> **DOCUMENT SEGMENT**
## Begin

This might be a cause of war with, England, but it is not the most
serious grievance here. The possession by the British of the island
of Campobello is an insufferable menace and impertinence. I write
with the full knowledge of what war is. We ought to instantly
dislodge the British from Campobello. It entirely shuts up and
commands our harbor, one of our chief Eastern harbors and war
stations, where we keep a flag and cannon and some soldiers, and
where the customs officers look out for smuggling. There is no way
to get into our own harbor, except in favorable conditions of the
tide, without begging the courtesy of a passage through British
waters. Why is England permitted to stretch along down our coast in
this straggling and inquisitive manner? She might almost as well own
Long Island. It was impossible to prevent our cheeks mantling with
shame as we thought of this, and saw ourselves, free American
citizens, land-locked by alien soil in our own harbor.

We ought to have war, if war is necessary to possess Campobello and
Deer Islands; or else we ought to give the British Eastport. I am
not sure but the latter would be the better course.

## End

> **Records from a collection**
## Begin

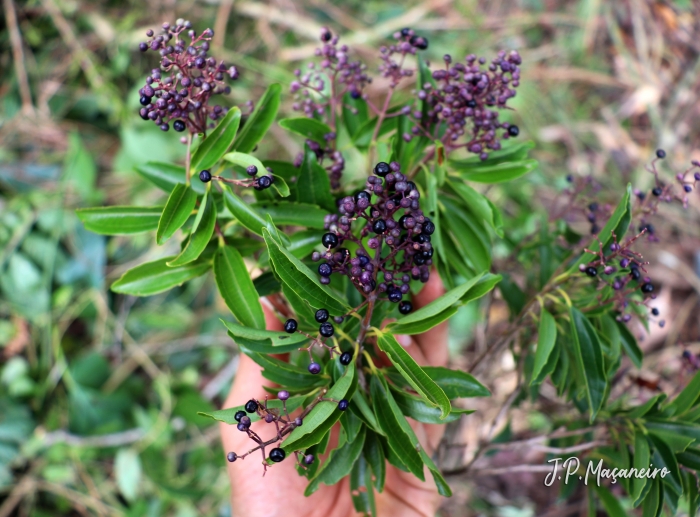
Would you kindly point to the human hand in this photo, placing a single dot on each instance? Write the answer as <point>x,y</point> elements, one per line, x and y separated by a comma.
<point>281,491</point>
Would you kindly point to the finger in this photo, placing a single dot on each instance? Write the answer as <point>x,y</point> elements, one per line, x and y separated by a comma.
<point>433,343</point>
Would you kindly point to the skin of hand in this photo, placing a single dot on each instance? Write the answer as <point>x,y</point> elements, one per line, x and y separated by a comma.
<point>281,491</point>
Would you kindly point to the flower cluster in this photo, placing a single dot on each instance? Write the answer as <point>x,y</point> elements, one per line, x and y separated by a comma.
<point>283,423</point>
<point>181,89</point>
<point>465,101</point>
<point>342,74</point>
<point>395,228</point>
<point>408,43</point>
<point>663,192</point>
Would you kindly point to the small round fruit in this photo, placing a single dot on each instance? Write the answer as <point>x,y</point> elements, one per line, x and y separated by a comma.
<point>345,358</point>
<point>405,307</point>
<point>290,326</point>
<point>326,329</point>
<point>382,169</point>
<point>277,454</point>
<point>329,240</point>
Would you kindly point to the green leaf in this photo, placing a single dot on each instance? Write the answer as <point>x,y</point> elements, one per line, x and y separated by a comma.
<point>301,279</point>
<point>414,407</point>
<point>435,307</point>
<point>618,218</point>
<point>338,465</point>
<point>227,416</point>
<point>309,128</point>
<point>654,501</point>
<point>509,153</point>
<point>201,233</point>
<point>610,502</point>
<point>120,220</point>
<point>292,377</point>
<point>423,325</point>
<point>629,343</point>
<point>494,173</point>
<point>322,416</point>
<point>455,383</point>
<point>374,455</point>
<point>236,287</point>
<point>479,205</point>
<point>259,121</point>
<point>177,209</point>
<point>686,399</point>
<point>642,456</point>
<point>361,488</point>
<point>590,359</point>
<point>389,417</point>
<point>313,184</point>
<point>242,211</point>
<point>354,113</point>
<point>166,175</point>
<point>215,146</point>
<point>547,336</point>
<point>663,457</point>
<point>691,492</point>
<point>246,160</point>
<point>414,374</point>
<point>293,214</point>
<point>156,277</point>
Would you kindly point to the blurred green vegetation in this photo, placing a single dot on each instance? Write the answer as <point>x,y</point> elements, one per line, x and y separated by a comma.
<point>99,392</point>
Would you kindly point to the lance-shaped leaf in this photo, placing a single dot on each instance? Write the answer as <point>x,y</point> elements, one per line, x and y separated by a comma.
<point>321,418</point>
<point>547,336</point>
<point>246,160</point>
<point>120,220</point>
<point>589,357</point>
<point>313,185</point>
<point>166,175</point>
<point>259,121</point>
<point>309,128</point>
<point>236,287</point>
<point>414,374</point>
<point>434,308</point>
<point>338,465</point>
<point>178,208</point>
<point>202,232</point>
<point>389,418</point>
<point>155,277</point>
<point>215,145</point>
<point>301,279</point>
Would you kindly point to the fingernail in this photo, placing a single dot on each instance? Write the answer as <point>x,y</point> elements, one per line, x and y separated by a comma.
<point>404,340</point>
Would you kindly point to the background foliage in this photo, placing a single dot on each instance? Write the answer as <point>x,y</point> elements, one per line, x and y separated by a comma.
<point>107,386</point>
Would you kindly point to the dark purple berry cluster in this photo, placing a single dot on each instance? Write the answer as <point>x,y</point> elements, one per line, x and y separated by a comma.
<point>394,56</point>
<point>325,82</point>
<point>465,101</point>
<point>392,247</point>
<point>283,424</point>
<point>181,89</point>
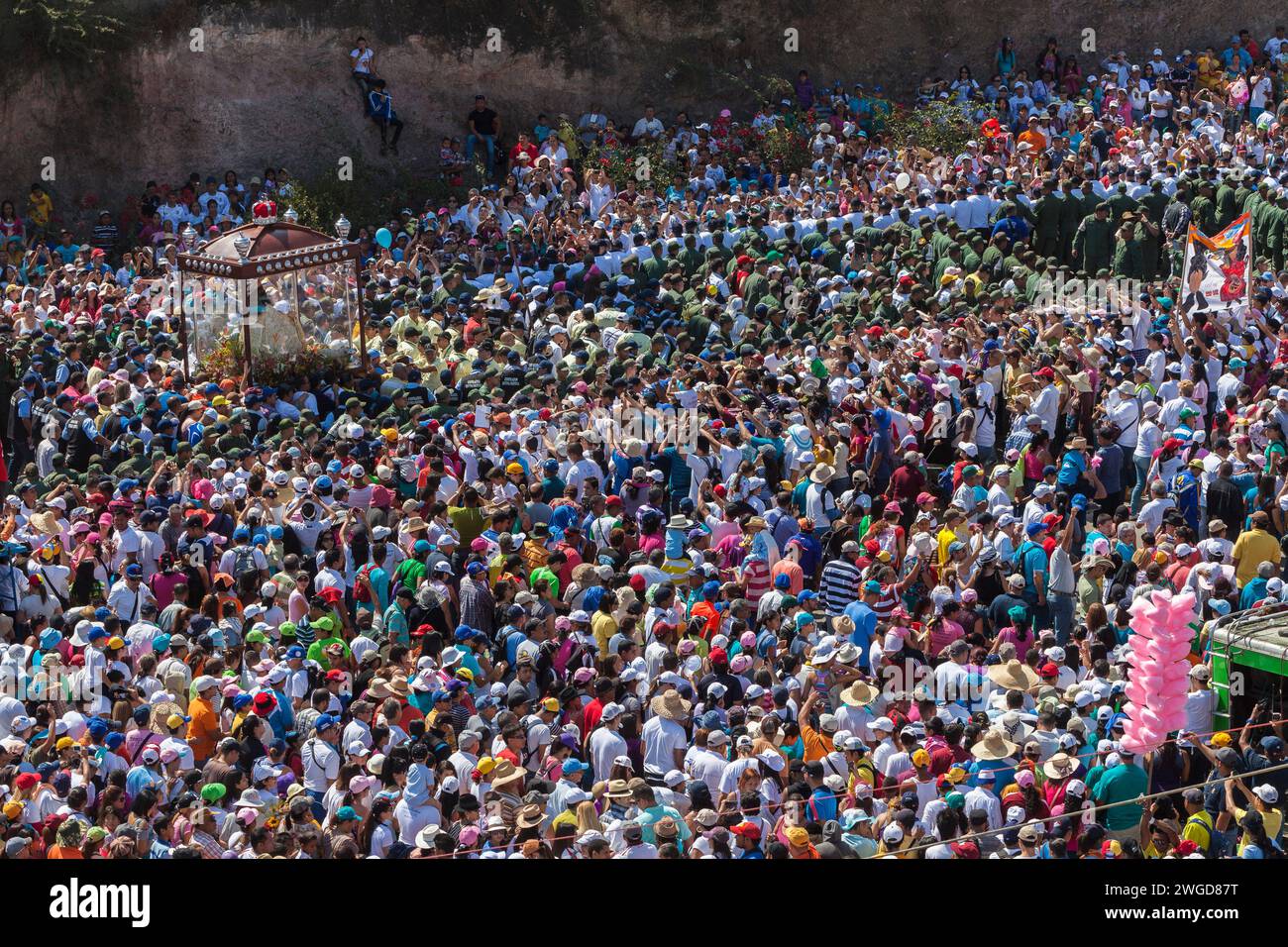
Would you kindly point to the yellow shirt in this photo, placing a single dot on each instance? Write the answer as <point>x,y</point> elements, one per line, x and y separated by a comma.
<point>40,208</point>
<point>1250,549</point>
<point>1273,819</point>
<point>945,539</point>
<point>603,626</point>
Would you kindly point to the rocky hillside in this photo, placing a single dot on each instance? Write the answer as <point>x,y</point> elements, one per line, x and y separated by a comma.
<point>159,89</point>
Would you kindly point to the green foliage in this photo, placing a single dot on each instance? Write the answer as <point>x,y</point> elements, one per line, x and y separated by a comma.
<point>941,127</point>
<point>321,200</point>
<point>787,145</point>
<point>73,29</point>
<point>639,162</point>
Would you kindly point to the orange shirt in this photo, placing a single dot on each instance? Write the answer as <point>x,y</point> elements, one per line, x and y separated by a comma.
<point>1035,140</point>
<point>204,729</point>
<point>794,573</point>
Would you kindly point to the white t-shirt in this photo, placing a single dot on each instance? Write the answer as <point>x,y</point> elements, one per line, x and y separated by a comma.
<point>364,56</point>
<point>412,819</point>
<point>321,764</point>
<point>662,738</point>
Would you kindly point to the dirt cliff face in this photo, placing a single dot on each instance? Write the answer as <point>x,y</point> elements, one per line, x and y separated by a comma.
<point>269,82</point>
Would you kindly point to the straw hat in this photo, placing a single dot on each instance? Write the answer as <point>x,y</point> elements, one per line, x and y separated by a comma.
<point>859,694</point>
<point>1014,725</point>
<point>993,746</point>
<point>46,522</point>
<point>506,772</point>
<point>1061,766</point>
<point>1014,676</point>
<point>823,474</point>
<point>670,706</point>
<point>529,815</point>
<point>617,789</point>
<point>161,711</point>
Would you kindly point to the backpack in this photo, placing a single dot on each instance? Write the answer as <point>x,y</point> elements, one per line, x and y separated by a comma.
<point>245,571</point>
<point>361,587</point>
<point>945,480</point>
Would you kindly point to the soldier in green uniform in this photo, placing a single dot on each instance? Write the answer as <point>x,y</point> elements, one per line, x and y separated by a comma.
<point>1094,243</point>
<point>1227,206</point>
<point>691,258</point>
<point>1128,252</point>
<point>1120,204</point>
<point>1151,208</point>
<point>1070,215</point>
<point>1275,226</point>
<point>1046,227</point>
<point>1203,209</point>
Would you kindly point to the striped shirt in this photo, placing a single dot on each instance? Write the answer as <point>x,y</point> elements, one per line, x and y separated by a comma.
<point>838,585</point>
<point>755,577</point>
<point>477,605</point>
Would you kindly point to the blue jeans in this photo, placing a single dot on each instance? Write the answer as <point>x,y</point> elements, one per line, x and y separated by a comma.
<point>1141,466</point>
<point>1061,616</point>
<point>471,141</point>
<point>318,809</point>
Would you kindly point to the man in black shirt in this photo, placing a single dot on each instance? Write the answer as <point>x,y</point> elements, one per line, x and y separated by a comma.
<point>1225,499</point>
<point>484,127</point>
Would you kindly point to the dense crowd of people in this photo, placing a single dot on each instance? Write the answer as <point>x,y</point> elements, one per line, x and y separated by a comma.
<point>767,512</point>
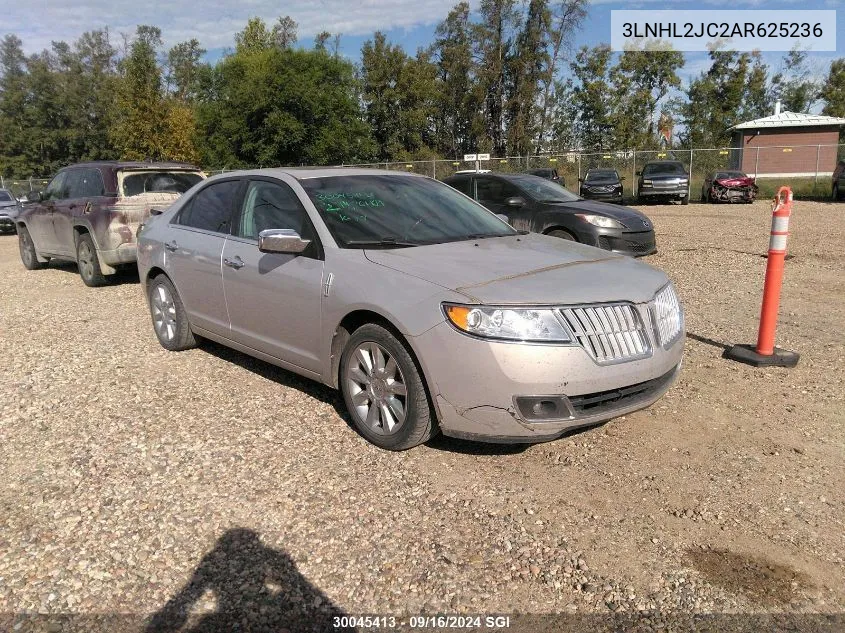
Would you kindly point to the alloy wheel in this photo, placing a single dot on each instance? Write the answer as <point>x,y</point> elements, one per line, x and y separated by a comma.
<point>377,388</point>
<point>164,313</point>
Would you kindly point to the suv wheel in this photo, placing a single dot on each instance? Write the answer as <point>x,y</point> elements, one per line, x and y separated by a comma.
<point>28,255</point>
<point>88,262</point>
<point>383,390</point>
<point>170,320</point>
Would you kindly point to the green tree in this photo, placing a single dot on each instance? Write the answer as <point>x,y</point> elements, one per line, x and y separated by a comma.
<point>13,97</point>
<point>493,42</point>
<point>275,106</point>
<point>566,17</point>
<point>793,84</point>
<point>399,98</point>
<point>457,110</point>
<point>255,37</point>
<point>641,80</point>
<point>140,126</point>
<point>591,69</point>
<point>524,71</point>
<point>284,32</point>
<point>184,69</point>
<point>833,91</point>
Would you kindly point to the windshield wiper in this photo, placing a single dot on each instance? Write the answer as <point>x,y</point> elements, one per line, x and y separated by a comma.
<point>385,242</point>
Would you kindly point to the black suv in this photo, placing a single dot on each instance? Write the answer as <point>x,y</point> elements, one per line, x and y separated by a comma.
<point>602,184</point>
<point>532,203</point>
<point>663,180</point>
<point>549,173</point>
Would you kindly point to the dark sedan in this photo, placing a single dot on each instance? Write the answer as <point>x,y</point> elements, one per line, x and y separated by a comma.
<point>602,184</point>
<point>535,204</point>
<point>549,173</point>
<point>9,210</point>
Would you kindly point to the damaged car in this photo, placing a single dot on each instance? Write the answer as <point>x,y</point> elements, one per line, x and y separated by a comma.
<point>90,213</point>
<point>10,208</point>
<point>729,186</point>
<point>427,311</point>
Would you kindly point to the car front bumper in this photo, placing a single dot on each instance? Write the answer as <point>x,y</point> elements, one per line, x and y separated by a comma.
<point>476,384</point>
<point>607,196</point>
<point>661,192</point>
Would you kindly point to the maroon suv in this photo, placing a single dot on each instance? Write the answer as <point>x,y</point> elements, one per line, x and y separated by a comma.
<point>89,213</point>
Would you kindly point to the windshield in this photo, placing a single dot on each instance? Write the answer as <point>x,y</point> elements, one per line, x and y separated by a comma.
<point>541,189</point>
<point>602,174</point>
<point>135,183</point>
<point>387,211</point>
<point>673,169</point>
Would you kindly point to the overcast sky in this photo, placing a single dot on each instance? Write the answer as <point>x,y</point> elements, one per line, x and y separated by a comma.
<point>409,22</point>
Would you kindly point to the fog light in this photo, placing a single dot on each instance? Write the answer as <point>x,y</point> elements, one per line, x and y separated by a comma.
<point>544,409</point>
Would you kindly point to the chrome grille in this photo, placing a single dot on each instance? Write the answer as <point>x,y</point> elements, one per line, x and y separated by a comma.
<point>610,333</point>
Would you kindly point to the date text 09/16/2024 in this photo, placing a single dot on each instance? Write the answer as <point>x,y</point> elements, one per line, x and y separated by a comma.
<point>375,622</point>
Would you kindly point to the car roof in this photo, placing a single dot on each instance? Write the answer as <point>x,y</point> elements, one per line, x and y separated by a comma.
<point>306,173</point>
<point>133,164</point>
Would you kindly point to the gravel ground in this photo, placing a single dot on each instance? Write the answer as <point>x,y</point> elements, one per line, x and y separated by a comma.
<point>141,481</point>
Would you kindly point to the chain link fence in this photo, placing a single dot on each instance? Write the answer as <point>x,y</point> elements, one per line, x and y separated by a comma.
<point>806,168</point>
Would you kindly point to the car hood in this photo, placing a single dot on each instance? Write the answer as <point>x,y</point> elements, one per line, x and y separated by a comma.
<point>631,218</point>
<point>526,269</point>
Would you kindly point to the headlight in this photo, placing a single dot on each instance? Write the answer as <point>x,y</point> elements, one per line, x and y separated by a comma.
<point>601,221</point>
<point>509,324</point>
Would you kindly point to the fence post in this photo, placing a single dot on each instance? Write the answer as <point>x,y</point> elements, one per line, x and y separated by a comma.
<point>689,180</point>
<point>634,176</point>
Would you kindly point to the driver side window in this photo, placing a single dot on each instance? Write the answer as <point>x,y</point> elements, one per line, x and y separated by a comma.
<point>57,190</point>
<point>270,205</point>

## End

> **WORK TO DO**
**1.** Answer these about the passage on Campobello:
(a) What does the writer say is kept at the harbor?
(b) Which island does the writer say England might almost as well own?
(c) If not war, what does the writer say should be given to the British?
**2.** Quote the stretch of the passage on Campobello from "We ought to have" through "the better course.".
**3.** Tell whether each statement agrees with the passage on Campobello, answering yes or no and quoting the words that decide it:
(a) The writer says the harbor can be entered without passing through British waters only when the tide is favorable.
(b) The writer says he writes without knowing what war is.
(c) The writer is sure that giving the British Eastport would be the worse course.
The rows stand apart from the passage and are separate material.

> **SOLUTIONS TO THE EXERCISE**
**1.**
(a) A flag, cannon and some soldiers.
(b) Long Island.
(c) Eastport.

**2.**
We ought to have war, if war is necessary to possess Campobello and
Deer Islands; or else we ought to give the British Eastport. I am
not sure but the latter would be the better course.

**3.**
(a) Yes: "There is no way to get into our own harbor, except in favorable conditions of the tide, without begging the courtesy of a passage through British waters."
(b) No: "I write with the full knowledge of what war is."
(c) No: "I am not sure but the latter would be the better course."